EXTRACTED TEXT:

Looking For Geodetic Python Software
paron
rphillips at engineer.co.summit.oh.us
Fri Jun 24 08:49:07 EDT 2005
Howard Butler http://hobu.biz/ has some nice Python wrappers for gdal
and Frank Warmerdam's other tools. I have to say, though, that geodesy
is inherently complicated. Python makes it easy to program, but not
easy to understand. http://maps.hobu.net:7080/RPC2 is an XMLRPC service
that he exposes that will transform various coordinate systems: take a
look at http://hobu.biz/index_html/projection_service/blogentry_view to
see what I mean.
Ron Phillips
Tim Daneliuk wrote:
> Is anyone aware of freely available Python modules that can do any of
> the following tasks:
>
> 1) Given the latitude/longitude of two locations, compute the distance
> between them. "Distance" in this case would be either the straight-line
> flying distance, or the actual over-ground distance that accounts for
> the earth's curvature.

EXERCISE REQUIREMENTS:
1. From the post about geodetic Python software, write out everything from "Ron Phillips" down to "the earth's curvature.".
2. List every web address that appears in the post about geodetic Python software.

SUPPLIED RECORDS:
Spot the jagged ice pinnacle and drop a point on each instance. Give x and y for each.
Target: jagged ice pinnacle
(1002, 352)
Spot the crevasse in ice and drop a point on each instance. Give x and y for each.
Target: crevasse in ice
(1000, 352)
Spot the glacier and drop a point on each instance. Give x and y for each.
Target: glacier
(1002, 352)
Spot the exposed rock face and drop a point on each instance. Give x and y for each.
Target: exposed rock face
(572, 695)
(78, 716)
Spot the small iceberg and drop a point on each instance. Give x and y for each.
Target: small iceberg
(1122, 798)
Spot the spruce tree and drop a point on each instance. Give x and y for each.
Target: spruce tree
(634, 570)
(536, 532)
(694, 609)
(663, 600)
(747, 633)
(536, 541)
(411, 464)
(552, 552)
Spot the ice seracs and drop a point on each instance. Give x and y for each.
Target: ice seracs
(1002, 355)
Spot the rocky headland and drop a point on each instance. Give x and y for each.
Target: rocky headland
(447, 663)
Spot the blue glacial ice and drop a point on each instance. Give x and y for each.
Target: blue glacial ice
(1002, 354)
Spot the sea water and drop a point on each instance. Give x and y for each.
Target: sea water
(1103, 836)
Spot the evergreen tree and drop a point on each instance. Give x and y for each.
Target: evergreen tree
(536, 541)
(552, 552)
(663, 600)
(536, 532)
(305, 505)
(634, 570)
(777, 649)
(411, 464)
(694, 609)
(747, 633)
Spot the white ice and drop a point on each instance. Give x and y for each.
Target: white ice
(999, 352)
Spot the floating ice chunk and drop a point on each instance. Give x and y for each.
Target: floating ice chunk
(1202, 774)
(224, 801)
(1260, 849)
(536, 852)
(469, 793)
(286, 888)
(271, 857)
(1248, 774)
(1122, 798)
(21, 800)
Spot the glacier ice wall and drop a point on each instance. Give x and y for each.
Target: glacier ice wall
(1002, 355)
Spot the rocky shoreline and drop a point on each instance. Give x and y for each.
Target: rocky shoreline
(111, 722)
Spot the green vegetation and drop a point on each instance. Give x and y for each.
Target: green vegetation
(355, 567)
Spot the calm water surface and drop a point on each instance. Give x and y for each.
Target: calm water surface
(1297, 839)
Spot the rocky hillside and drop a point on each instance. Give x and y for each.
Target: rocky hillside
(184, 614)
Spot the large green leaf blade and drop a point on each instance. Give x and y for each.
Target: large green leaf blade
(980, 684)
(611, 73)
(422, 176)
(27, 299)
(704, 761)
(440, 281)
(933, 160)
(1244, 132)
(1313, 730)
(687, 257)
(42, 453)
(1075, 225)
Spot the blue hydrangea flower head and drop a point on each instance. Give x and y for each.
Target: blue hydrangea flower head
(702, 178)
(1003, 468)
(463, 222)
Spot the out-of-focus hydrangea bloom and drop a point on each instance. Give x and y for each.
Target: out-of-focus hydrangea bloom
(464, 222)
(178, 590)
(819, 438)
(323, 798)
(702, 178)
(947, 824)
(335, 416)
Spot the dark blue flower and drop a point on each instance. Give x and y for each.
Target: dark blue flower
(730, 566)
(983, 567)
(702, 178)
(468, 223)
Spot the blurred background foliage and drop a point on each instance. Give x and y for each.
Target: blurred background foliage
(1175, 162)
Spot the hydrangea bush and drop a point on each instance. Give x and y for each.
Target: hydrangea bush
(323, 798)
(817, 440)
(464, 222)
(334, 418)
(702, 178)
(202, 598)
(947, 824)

ANSWERS TO THE EXERCISES:
1.
Ron Phillips
Tim Daneliuk wrote:
> Is anyone aware of freely available Python modules that can do any of
> the following tasks:
>
> 1) Given the latitude/longitude of two locations, compute the distance
> between them. "Distance" in this case would be either the straight-line
> flying distance, or the actual over-ground distance that accounts for
> the earth's curvature.

2.
http://hobu.biz/
http://maps.hobu.net:7080/RPC2
http://hobu.biz/index_html/projection_service/blogentry_view